Stored data:
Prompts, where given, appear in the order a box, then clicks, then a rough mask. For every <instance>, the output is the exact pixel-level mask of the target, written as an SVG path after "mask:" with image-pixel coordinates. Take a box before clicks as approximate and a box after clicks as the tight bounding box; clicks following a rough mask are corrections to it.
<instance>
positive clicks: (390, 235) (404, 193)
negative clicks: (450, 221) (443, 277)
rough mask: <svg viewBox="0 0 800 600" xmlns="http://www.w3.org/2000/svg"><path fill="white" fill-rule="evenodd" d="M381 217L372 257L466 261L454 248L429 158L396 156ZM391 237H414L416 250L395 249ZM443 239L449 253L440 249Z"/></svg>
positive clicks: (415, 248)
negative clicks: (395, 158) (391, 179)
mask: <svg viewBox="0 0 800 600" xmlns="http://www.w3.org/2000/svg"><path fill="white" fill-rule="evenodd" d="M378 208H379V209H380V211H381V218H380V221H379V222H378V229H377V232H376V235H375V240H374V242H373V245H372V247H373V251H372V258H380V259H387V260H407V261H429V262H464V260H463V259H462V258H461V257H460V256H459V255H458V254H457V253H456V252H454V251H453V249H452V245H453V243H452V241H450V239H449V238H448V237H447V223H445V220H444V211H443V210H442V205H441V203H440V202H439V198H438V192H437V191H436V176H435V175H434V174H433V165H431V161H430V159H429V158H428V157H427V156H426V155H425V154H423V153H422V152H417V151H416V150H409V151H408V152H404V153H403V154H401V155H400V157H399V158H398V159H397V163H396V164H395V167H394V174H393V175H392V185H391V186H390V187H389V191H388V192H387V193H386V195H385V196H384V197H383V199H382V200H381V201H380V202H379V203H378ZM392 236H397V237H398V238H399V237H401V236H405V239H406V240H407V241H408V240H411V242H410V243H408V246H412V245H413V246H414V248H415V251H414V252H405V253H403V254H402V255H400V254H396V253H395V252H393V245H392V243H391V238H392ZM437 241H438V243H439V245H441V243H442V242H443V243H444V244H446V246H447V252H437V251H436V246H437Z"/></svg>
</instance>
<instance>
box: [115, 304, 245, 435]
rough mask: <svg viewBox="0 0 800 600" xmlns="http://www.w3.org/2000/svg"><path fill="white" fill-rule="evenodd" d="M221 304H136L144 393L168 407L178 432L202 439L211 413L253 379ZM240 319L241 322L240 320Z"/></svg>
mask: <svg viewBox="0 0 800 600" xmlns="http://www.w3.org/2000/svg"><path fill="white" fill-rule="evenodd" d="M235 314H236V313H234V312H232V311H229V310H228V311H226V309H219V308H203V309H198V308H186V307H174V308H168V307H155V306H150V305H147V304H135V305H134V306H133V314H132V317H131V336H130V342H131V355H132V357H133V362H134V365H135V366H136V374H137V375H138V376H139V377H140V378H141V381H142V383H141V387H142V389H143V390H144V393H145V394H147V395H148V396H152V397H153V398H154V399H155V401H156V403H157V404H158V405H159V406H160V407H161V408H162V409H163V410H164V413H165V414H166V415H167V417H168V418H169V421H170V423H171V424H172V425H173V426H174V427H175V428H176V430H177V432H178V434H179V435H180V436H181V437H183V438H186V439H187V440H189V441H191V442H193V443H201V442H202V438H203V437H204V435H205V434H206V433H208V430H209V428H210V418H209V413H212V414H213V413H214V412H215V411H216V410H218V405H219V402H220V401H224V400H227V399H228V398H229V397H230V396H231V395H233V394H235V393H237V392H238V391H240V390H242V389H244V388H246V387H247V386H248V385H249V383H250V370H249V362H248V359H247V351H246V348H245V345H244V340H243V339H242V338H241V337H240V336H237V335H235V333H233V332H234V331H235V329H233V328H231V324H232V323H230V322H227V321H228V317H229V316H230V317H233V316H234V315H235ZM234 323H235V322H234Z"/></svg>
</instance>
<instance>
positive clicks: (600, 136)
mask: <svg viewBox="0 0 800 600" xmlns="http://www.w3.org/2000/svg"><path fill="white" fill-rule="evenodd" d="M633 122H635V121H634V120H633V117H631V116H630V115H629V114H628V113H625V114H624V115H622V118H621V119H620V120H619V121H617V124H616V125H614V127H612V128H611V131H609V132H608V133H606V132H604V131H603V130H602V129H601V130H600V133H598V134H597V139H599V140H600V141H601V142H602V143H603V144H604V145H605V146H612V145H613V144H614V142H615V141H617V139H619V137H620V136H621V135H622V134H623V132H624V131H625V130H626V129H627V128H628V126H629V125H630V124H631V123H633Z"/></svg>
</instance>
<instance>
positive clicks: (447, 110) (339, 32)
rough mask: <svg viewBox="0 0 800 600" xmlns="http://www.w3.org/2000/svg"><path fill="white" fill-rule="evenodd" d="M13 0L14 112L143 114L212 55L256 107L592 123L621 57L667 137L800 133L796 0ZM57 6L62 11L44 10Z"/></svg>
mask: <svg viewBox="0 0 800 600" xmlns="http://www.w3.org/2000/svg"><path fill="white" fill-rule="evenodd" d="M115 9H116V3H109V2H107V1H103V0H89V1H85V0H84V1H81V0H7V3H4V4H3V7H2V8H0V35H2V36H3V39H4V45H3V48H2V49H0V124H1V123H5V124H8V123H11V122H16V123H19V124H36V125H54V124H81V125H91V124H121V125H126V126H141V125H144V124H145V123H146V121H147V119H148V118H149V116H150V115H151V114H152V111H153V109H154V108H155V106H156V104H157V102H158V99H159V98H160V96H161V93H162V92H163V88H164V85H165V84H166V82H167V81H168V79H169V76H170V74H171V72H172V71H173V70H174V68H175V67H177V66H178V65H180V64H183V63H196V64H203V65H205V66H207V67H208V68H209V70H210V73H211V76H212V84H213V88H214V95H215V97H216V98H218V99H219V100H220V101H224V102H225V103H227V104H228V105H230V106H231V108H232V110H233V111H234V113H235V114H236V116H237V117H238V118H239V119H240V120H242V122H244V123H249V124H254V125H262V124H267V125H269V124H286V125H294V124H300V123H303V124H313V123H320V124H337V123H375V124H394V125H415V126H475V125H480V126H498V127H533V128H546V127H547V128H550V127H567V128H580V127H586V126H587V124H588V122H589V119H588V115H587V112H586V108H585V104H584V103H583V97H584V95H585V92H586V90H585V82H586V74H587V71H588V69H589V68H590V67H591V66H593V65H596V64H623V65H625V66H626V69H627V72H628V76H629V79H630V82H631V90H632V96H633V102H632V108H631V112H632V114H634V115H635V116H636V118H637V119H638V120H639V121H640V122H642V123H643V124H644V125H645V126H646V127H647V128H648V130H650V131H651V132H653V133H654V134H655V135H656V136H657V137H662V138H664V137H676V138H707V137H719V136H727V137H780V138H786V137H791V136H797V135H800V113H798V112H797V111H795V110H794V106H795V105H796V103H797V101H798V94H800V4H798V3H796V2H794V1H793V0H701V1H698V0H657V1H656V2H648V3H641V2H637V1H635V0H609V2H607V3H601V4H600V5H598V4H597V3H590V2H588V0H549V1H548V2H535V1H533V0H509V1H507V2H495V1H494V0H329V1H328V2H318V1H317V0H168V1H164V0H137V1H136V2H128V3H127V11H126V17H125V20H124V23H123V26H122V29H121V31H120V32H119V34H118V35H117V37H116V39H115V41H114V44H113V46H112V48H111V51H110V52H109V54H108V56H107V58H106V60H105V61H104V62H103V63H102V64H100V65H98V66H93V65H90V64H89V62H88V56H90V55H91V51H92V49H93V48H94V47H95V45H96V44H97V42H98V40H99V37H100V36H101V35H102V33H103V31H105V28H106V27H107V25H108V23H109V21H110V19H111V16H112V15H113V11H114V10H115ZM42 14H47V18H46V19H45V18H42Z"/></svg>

**EXERCISE BRIEF**
From the data above, pull out each line that contains the string "positive".

**TASK ANSWER**
positive clicks: (390, 235) (404, 193)
positive clicks: (415, 248)
positive clicks: (600, 136)
positive clicks: (447, 110) (339, 32)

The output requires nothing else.